**EXERCISE 1**
Write out the stretch of the restricted share units section from "(iii) Forfeiture. Except" through "to the Company.", word for word.
**EXERCISE 2**
Answer these questions from the restricted share units section:
(a) What is the limited period for satisfying the conditions on an award called?
(b) To whom does the Participant's interest in forfeited units revert?
(c) Which two reasons for termination can lead the Committee to let the restrictions lapse?

11. Restricted Share Units.
(a) Grant of Restricted Share Units. A Restricted Share Unit shall entitle a Participant to a Share, the Fair Market Value of a Share in cash, or a combination of the two, at a future date, subject to the satisfaction of any terms and conditions specified by the Committee. The Company shall grant Restricted Share Units to Participants under the Plan at such times, in such numbers, and upon such terms as the Committee shall determine.
(b) Terms of Restricted Share Units. The Award Agreement for Restricted Share Units shall set forth such terms, conditions, restrictions, and limits on the Units as the Committee shall determine and as are consistent with the provisions of the Plan, including the following:
(i) Conditions on Vesting. The Participant’s interest in a Restricted Share Unit award shall be forfeitable when the award is granted. In the Award Agreement, the Committee shall prescribe conditions that must be satisfied and the time by which, or time period during which, the conditions must be satisfied, in order for the Participant’s interest to become vested. The conditions may include one or more of the following:
(1) the satisfaction of specified Performance Goals by a specified time or during a specified period,
(2) the continuance of the Participant’s employment or service for a specified period, or
(3) the satisfaction of other specified conditions.
The Award Agreement may provide that the extent of the Participant’s vested interest shall be determined by the extent to which a condition is satisfied. The limited period of time provided for the satisfaction of the conditions on an award shall be referred to as the “Restricted Period”.
(ii) Vesting. Upon the satisfaction, within the Restricted Period, of the conditions established by the Committee, or as provided in paragraph (v), the Participant’s interest in the Restricted Share Units shall become vested to the extent provided in the Award Agreement.
(iii) Forfeiture. Except as provided by the Committee in accordance with paragraph (v), the Participant shall forfeit Restricted Share Units upon the expiration of the Restricted Period, to the extent the conditions prescribed by the Committee have not been satisfied. Upon such a forfeiture, all of the Participant’s interest in the forfeited Restricted Share Units shall automatically revert to the Company.
(iv) No Dividends or Voting Rights. A Restricted Share Unit shall carry with it no voting or dividend or other rights associated with Common Share ownership.
(v) Death or Disability. The Committee may provide that upon the termination of the Participant’s employment or service during the Restricted Period by reason of death or Permanent Disability, the conditions and restrictions on all or a portion of the Restricted Share Units shall lapse and the Restricted Period with respect to those Units shall expire.

**DATA ROWS**
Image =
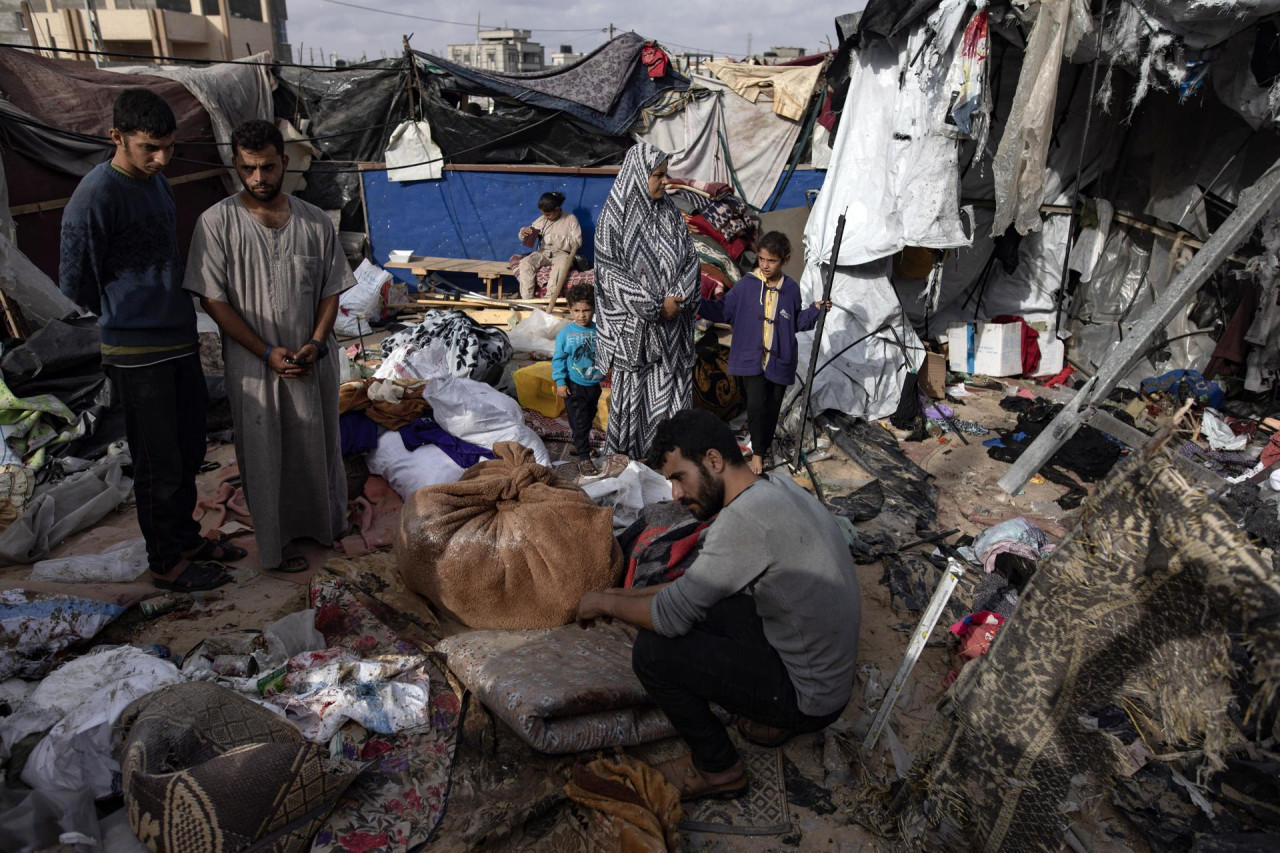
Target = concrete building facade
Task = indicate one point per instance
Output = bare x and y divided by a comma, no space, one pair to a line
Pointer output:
216,30
501,50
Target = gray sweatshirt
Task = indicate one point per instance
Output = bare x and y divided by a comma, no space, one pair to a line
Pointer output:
780,544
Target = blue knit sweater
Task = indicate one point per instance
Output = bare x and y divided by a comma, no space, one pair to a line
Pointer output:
119,259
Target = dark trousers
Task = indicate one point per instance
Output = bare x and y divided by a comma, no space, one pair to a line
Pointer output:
164,423
580,405
726,660
763,404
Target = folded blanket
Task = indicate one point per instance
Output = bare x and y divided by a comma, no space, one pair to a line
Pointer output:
561,690
507,546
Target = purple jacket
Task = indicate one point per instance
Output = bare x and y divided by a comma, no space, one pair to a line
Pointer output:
744,309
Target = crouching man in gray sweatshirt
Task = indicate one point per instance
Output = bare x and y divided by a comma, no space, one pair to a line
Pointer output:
764,623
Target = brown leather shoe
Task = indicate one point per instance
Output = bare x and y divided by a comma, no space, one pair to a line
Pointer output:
691,784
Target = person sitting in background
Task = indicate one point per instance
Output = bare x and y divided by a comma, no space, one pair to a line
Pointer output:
577,379
766,313
764,623
561,236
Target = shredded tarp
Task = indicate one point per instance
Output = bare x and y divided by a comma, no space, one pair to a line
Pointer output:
791,87
231,92
636,91
899,177
758,141
1019,164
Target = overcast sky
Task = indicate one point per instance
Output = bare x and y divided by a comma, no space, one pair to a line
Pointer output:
722,28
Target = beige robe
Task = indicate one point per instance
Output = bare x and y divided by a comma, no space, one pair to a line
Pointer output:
561,241
287,439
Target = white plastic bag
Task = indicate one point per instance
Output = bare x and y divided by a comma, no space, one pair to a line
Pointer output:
120,562
406,471
635,488
536,333
364,301
412,155
481,415
77,751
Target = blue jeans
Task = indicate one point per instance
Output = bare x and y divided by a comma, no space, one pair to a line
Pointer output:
727,660
164,423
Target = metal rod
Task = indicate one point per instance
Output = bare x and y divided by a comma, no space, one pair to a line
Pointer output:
828,281
928,621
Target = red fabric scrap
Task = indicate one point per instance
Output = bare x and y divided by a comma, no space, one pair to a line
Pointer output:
656,59
1031,346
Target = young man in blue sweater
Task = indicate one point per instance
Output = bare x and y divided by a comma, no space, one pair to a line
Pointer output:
577,379
119,259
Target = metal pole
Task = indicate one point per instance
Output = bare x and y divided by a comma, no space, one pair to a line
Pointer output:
1255,203
830,278
928,621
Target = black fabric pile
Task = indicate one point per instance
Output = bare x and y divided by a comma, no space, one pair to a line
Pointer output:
1089,454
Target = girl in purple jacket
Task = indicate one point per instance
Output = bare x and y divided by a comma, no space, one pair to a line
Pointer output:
766,311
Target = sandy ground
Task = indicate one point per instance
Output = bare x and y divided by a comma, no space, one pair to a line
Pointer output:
969,501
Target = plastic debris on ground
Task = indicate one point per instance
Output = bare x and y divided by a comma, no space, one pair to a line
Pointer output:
120,562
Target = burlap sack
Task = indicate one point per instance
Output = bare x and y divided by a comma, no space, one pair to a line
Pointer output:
506,546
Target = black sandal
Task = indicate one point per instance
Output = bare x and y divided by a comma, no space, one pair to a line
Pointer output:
218,551
197,576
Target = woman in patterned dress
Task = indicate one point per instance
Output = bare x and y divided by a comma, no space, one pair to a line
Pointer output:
647,291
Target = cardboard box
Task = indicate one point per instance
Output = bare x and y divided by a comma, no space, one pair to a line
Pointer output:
932,375
987,349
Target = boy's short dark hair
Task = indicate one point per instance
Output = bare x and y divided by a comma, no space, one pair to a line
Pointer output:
140,110
693,432
256,136
775,242
581,293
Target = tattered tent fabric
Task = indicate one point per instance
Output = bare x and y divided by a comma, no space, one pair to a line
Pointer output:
231,92
899,177
867,349
638,90
1141,601
759,141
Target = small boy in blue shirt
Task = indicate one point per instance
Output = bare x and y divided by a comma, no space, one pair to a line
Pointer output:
577,379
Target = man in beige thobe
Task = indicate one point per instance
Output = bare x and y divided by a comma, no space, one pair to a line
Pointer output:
268,269
561,236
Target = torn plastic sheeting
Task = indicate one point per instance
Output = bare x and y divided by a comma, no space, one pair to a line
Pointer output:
35,820
481,415
39,625
120,562
899,182
60,510
868,345
627,493
759,141
324,689
1023,151
77,752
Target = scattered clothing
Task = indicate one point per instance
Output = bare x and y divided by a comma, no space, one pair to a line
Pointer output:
1185,384
245,772
643,255
472,351
425,430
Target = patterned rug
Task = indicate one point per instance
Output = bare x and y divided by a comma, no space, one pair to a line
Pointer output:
763,811
397,802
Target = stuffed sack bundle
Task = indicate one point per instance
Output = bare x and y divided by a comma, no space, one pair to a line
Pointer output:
507,546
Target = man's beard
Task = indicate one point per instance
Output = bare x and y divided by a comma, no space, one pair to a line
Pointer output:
268,194
709,500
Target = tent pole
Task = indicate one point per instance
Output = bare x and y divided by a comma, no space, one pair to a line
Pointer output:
828,281
1253,205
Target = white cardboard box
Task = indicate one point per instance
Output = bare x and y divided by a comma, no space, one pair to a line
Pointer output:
996,349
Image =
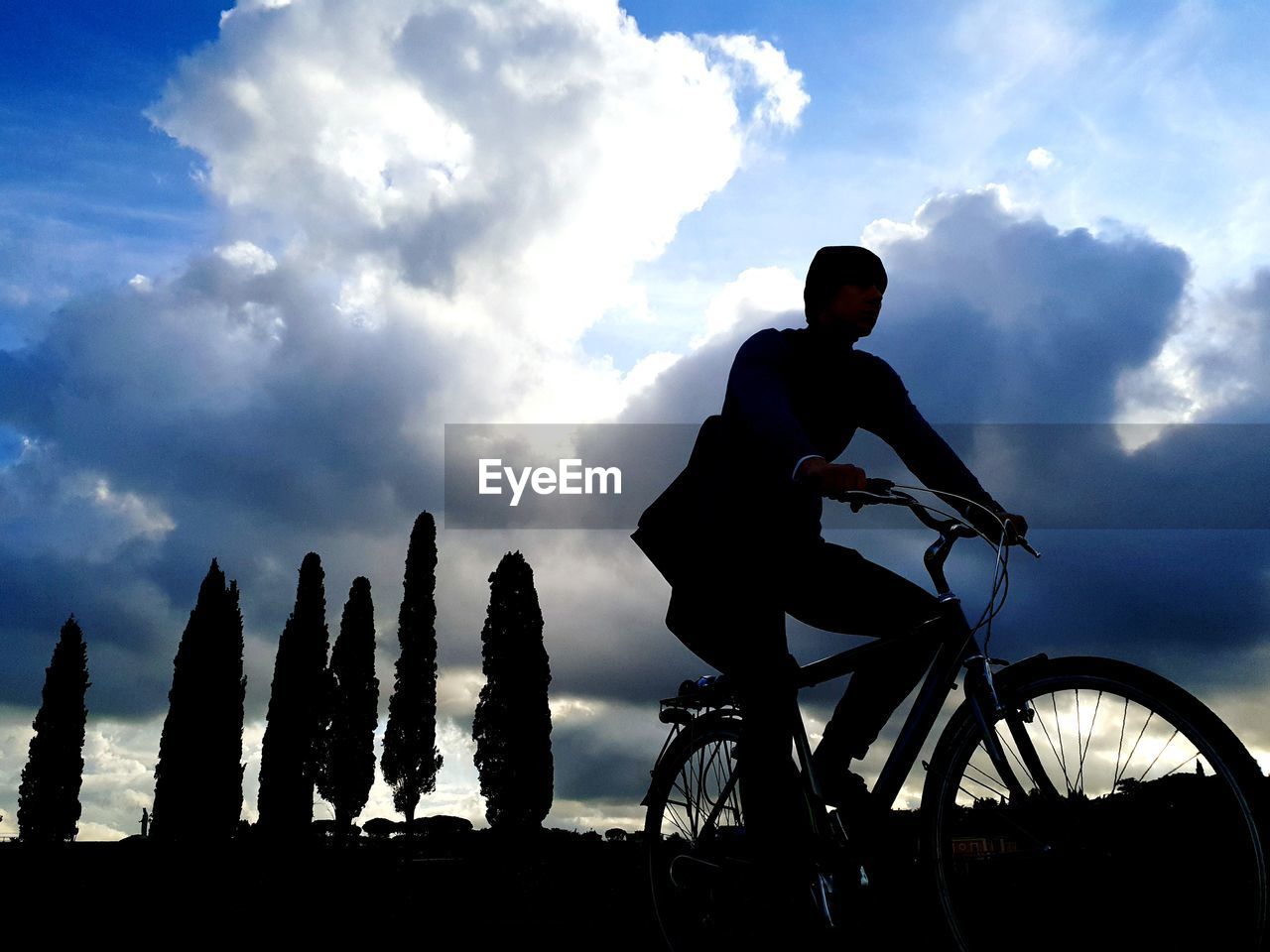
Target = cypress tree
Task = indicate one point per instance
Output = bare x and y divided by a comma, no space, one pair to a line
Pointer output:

**FINAL ANSWER 1**
(iii) Forfeiture. Except as provided by the Committee in accordance with paragraph (v), the Participant shall forfeit Restricted Share Units upon the expiration of the Restricted Period, to the extent the conditions prescribed by the Committee have not been satisfied. Upon such a forfeiture, all of the Participant’s interest in the forfeited Restricted Share Units shall automatically revert to the Company.

**FINAL ANSWER 2**
(a) The "Restricted Period".
(b) The Company.
(c) Death or Permanent Disability.